## Given data
● ● ● ● ●

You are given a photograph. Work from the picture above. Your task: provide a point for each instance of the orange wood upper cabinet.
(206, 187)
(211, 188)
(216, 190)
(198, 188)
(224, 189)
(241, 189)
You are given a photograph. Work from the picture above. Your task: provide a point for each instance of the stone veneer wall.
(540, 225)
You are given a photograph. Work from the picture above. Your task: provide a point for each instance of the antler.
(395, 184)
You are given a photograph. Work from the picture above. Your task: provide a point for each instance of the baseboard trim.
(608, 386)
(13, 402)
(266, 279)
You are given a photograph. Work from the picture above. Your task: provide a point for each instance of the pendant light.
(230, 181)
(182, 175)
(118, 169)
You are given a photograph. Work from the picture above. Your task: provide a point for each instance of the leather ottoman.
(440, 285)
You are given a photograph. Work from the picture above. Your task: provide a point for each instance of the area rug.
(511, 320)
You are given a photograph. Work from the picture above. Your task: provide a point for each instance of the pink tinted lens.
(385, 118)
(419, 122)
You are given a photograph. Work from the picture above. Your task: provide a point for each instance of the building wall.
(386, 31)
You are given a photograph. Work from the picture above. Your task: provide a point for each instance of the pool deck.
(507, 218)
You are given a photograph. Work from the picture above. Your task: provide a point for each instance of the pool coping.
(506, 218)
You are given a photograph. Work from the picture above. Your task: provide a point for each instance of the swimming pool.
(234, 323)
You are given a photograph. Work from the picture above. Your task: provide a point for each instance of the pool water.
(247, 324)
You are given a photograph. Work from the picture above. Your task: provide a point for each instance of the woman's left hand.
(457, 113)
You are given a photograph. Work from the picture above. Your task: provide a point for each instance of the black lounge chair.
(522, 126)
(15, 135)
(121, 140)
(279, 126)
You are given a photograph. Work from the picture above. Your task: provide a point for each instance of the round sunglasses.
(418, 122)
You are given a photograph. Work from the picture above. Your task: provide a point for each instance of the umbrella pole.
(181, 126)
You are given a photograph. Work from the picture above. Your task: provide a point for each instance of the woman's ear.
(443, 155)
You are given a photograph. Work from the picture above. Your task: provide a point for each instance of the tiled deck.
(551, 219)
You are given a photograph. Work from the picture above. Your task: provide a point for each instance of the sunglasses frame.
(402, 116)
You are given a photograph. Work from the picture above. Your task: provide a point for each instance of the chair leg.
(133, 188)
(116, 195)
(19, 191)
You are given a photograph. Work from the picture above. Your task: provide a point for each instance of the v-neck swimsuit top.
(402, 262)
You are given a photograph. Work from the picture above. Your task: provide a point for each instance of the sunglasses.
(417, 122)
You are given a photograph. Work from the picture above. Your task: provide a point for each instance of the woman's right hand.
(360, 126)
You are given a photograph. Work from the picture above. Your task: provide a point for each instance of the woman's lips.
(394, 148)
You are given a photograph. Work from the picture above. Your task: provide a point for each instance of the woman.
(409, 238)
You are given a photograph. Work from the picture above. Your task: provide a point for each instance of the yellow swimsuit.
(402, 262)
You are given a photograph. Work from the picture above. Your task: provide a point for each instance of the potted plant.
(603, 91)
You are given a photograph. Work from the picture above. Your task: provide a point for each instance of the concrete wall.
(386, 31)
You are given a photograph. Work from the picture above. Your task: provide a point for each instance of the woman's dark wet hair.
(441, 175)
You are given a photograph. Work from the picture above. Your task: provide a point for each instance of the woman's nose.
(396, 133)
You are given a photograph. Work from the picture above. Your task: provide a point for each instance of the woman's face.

● ● ● ● ●

Quote the entire listing above exactly.

## Response to this exercise
You are given a photograph. Work from the picture above. Your task: provide a point for each instance of the orange wood upper cabinet.
(206, 187)
(211, 188)
(216, 190)
(198, 188)
(224, 189)
(241, 189)
You are given a photograph. Work from the picture above. Your task: provide a point for each instance of the stone veneer wall.
(540, 225)
You are given a photograph. Work from the picture above. Your task: provide a point for each instance of the antler.
(395, 184)
You are given a photograph. Work from the picture above. Your task: provide a point for each instance of the baseboard trim.
(608, 386)
(13, 402)
(266, 279)
You are given a photograph. Work from the picture above. Your task: provide a point for each instance of the pendant light.
(230, 181)
(182, 175)
(118, 169)
You are given a photograph. Work from the picture above. Your task: provide a point for each instance of the leather ottoman.
(440, 285)
You are given a photograph. Work from the picture above. Your task: provide a point for each instance of the area rug.
(511, 320)
You are given a photograph. Work from the picture above. Your task: provide a point for each instance of the pink tinted lens.
(385, 118)
(419, 122)
You are given a photograph. Work from the picture above. Your task: provide a point for each instance of the building wall.
(386, 31)
You are given a photograph. Work from the picture above. Your task: provide a point for each instance of the pool deck.
(507, 218)
You are given a photograph. Work from the picture above. Your task: provide a point for each instance of the pool coping.
(506, 218)
You are given a photograph. Work from the picture above. Your task: provide a point for each instance of the swimming pool.
(234, 323)
You are given a photograph. Work from the picture above. Your task: provide a point for each instance of the pool water.
(247, 324)
You are given a photograph. Work from the picture above. Your task: provide a point for each instance of the woman's left hand.
(457, 113)
You are given a photograph. Work from the picture above. Your task: provide a point for each instance of the black lounge chair.
(522, 126)
(15, 135)
(121, 140)
(279, 126)
You are given a photograph. Work from the picture above. Your task: provide a point for each instance of the round sunglasses.
(418, 122)
You are given a photograph. Work from the picture above. Your task: provide a point for each instance of the umbrella pole.
(181, 126)
You are given a photograph. Work from the picture above. Your task: provide a point for each instance of the woman's ear.
(443, 155)
You are given a photograph. Work from the picture above. Your task: provide a point for each instance of the tiled deck.
(551, 219)
You are given a photograph. Work from the picture above. Your task: provide a point for each instance of the sunglasses frame.
(402, 116)
You are given a photograph. Work from the picture above. Your task: provide a point for each instance of the chair leg.
(133, 188)
(116, 195)
(19, 191)
You are given a photograph. Work from the picture above. Your task: provide a point for each instance of the v-neck swimsuit top.
(402, 262)
You are given a photograph. Work from the picture above. Your task: provide a point for each instance of the sunglasses.
(417, 122)
You are given a photograph. Work from the picture above. Your task: provide a point for each instance of the woman's right hand.
(360, 126)
You are given a photograph. Work from the picture above. Your task: provide a point for each instance of the woman's lips.
(394, 148)
You are given a photograph. Work from the picture above. Your task: provide a point for each instance of the woman.
(409, 238)
You are given a photograph. Work from the picture above. Your task: provide a point for each instance of the yellow swimsuit.
(402, 262)
You are given a photograph. Work from the picture above. Your task: provide a point for each instance of the potted plant.
(603, 91)
You are given a photograph. Work from the picture above. Your task: provide a point for each instance of the concrete wall.
(386, 31)
You are given a photograph. Work from the picture above. Your task: provide a point for each instance of the woman's dark wet hair.
(441, 175)
You are given a photograph. Work from the picture above. Your task: provide a point for each instance of the woman's nose.
(396, 133)
You are given a photograph. Work from the picture above. Your task: provide a point for each instance of the woman's face.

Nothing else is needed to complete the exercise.